---------- Supplied information

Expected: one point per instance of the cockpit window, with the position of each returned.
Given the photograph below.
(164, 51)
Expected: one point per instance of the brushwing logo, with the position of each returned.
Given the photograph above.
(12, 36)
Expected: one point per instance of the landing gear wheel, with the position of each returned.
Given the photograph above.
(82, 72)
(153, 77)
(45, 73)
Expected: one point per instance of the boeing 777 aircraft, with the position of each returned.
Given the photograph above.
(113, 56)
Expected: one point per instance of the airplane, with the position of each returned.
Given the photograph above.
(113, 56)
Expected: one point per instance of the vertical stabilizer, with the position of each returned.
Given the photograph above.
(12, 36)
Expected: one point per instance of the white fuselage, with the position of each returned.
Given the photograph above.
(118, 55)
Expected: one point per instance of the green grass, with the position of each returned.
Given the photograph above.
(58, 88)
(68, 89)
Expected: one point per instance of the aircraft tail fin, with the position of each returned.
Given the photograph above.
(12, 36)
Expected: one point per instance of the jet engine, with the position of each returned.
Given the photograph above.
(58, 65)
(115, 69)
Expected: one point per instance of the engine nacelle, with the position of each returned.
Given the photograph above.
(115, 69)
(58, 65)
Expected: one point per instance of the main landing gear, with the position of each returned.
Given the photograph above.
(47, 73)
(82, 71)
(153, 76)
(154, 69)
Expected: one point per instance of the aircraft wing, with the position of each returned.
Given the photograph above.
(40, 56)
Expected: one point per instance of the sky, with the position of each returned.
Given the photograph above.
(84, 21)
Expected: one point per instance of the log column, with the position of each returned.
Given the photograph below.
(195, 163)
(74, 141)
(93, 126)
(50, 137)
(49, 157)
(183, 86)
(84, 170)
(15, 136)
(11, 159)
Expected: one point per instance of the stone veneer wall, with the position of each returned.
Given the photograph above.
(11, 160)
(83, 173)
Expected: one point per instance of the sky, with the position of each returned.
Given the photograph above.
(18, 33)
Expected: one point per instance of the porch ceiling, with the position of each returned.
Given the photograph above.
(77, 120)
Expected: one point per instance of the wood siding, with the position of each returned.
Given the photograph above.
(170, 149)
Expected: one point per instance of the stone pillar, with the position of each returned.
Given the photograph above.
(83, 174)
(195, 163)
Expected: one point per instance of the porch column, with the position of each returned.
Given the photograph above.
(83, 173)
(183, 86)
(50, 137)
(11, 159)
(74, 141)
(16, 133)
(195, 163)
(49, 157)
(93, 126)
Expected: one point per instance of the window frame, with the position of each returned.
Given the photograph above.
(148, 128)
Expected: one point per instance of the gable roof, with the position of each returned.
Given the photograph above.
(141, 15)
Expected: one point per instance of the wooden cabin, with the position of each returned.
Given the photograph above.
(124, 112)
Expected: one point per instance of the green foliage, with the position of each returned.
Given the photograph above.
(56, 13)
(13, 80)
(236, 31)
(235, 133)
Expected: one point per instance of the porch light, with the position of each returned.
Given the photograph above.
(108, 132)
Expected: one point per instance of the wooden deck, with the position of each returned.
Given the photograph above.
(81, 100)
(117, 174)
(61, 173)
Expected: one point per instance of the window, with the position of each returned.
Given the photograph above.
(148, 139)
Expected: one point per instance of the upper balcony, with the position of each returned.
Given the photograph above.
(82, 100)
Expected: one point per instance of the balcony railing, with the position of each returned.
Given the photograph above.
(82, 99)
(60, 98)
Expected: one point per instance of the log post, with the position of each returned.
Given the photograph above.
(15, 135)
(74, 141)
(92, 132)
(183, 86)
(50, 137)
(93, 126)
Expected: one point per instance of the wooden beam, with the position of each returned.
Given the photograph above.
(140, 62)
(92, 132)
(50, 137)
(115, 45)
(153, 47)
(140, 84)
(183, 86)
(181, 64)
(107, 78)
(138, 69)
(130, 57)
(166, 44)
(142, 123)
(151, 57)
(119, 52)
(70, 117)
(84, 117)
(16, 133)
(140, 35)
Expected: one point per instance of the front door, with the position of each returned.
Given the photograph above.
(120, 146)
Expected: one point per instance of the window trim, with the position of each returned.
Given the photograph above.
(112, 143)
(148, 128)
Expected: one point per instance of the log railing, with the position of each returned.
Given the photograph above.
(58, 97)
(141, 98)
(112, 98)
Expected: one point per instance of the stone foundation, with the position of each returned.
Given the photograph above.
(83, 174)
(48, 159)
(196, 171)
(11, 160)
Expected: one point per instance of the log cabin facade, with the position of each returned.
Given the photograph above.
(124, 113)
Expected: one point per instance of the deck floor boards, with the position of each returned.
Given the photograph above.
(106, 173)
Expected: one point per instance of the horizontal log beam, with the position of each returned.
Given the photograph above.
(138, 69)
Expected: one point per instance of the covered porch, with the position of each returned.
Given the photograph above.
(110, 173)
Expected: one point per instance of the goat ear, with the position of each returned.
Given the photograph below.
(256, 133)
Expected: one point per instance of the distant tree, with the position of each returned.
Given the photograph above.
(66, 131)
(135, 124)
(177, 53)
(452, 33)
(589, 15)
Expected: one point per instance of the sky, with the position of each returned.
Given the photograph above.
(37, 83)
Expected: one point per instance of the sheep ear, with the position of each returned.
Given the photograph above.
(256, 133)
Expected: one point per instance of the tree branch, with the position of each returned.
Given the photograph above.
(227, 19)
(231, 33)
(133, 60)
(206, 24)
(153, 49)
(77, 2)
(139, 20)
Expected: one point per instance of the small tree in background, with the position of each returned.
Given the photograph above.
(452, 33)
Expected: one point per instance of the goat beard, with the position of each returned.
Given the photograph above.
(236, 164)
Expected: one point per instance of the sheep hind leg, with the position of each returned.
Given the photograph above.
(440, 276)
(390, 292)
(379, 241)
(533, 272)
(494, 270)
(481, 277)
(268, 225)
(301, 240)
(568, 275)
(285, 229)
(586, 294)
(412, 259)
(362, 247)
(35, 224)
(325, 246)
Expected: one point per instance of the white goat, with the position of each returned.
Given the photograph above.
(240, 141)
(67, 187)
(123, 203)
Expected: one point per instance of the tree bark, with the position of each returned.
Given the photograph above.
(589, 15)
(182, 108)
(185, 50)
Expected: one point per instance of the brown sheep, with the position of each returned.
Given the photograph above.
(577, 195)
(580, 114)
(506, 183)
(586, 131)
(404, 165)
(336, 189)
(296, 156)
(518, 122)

--------------------

Please repeat the listing word for word.

Written solution:
Expected: one point per instance of the cockpit window, with the position of each returned.
Given the photograph below.
(164, 51)
Expected: one point per instance of the brushwing logo, with the position of each returned.
Given the photograph above.
(12, 36)
Expected: one point per instance of the landing gear wheel, with the position of each returned.
Given the photograph above.
(82, 72)
(153, 77)
(45, 73)
Expected: one point per instance of the boeing 777 aircraft, with the position of each returned.
Given the photograph above.
(113, 56)
Expected: one point per instance of the airplane, with the position of each returned.
Given the photograph above.
(113, 56)
Expected: one point per instance of the vertical stabilizer, with the position of each returned.
Given the photograph above.
(12, 36)
Expected: one point per instance of the white fuselage, with the position of each returned.
Given the photograph above.
(118, 55)
Expected: one point per instance of the green grass, with the position of each returned.
Given the photograph above.
(58, 88)
(68, 89)
Expected: one point per instance of the aircraft tail fin, with the position of each returned.
Given the photograph above.
(12, 36)
Expected: one point per instance of the jet engine, with the position of each returned.
Given the photograph above.
(58, 65)
(115, 69)
Expected: one point per instance of the engine nacelle, with the position of each returned.
Given the photograph above.
(115, 69)
(58, 65)
Expected: one point per instance of the main landing gear, with the position of each returned.
Given the photograph above.
(47, 73)
(82, 71)
(153, 76)
(154, 69)
Expected: one point per instance of the aircraft wing, with the position of each returned.
Given the photograph above.
(40, 56)
Expected: one point per instance of the sky, with the position of each returned.
Given the photograph above.
(84, 21)
Expected: one point per instance of the log column, with the position of each returned.
Given the photograph below.
(195, 163)
(74, 141)
(93, 126)
(50, 137)
(49, 157)
(183, 86)
(84, 170)
(15, 136)
(11, 159)
Expected: one point per instance of the stone veneer wall, with the position of each returned.
Given the photograph above.
(11, 160)
(83, 173)
Expected: one point per instance of the sky, with the position of each returned.
Given the photograph above.
(18, 33)
Expected: one point per instance of the porch ceiling, with the position of each returned.
Given the photograph above.
(77, 120)
Expected: one point per instance of the wood siding, with the position of each returned.
Given the photograph above.
(170, 149)
Expected: one point per instance of the stone pillar, with the position of each returned.
Given the photograph above.
(83, 174)
(195, 163)
Expected: one point per instance of the porch column, with the position of each returned.
Given the photograph above.
(83, 173)
(183, 86)
(50, 137)
(11, 159)
(74, 141)
(16, 133)
(195, 163)
(49, 157)
(93, 126)
Expected: one point per instance of the window frame, with the position of each returned.
Given the photograph above.
(148, 128)
Expected: one point per instance of the gable roof, with the position of each returned.
Given the photograph above.
(141, 15)
Expected: one point per instance of the wooden cabin, with the position of each returned.
Given the photograph above.
(124, 112)
Expected: one point per instance of the green foliage, with the position of each returned.
Given the photograph above.
(56, 13)
(13, 80)
(236, 31)
(235, 133)
Expected: one point per instance of the porch light, with the position of each returned.
Given the photograph above.
(108, 132)
Expected: one point per instance of the wooden deck, with the position of each returned.
Given the photograph above.
(81, 100)
(117, 174)
(61, 173)
Expected: one point per instance of the window, with the position of each returned.
Given the photograph above.
(148, 139)
Expected: one point per instance of the upper balcony, with the position of each returned.
Given the photograph above.
(82, 100)
Expected: one point per instance of the balcony railing, with the position of each returned.
Given the photograph above.
(82, 99)
(60, 98)
Expected: one point per instance of the log post, with the position of each returned.
Given the photograph above.
(15, 135)
(74, 141)
(92, 132)
(183, 86)
(50, 137)
(93, 126)
Expected: one point per instance of the wooden beam, with the position of each returned.
Given the photograph above.
(140, 62)
(92, 132)
(50, 137)
(115, 45)
(153, 47)
(140, 84)
(183, 86)
(181, 64)
(107, 78)
(138, 69)
(130, 57)
(166, 44)
(142, 123)
(151, 57)
(119, 52)
(70, 117)
(84, 117)
(16, 133)
(140, 35)
Expected: one point per instance of the front door, with the position of each returned.
Given the photograph above.
(120, 146)
Expected: one point per instance of the window trim, with the position of each returned.
Given the photograph above.
(112, 143)
(148, 128)
Expected: one point per instance of the log railing, with the position of each returned.
Given the photograph above.
(58, 97)
(141, 98)
(112, 98)
Expected: one point per instance of the stone foundation, with the position of each returned.
Given the photograph above.
(83, 174)
(48, 159)
(196, 171)
(11, 160)
Expected: one point per instance of the log cabin facade, with the position of each returned.
Given the photograph above.
(124, 113)
Expected: one point per instance of the deck floor boards, with the position of each returned.
Given the photograph above.
(106, 173)
Expected: one point per instance of the horizontal log beam, with the position of each returned.
Given the photograph above.
(138, 69)
Expected: one point per instance of the covered porch, with the position of each returned.
Given the photograph above.
(110, 173)
Expected: one point per instance of the goat ear, with the position of each returned.
Given the photograph below.
(256, 133)
Expected: one point per instance of the distant tree, with the position of each returned.
Given the photograph above.
(66, 131)
(135, 124)
(177, 53)
(452, 33)
(589, 15)
Expected: one point per instance of the sky, with the position of each returned.
Given the photograph above.
(37, 83)
Expected: one point per instance of the sheep ear, with the position of each returned.
Given the photograph above.
(256, 133)
Expected: one point per instance of the tree branch, with the position of each returned.
Given the photograph above.
(227, 19)
(231, 33)
(133, 60)
(206, 24)
(153, 49)
(77, 2)
(139, 20)
Expected: one point per instance of the small tree in background, with the position of each returned.
Given the photograph above.
(452, 33)
Expected: one point per instance of the goat beard, with the position of each returned.
Given the photograph above.
(236, 164)
Expected: one point per instance of the sheep hind leg, with the position of each returned.
Given the photograph above.
(440, 276)
(390, 292)
(379, 241)
(533, 272)
(494, 270)
(481, 277)
(268, 225)
(301, 240)
(568, 275)
(285, 229)
(586, 294)
(412, 259)
(362, 247)
(35, 224)
(325, 246)
Expected: one point per instance of the white goat, with the position of each returned.
Given the photograph above.
(240, 141)
(67, 187)
(123, 203)
Expected: one point per instance of the tree bark, with the position of each returned.
Given the photograph above.
(589, 15)
(182, 108)
(185, 50)
Expected: one point per instance of the brown sheep, with the position of each returned.
Given the photograph above.
(577, 195)
(580, 114)
(506, 183)
(586, 131)
(404, 165)
(336, 189)
(296, 156)
(518, 122)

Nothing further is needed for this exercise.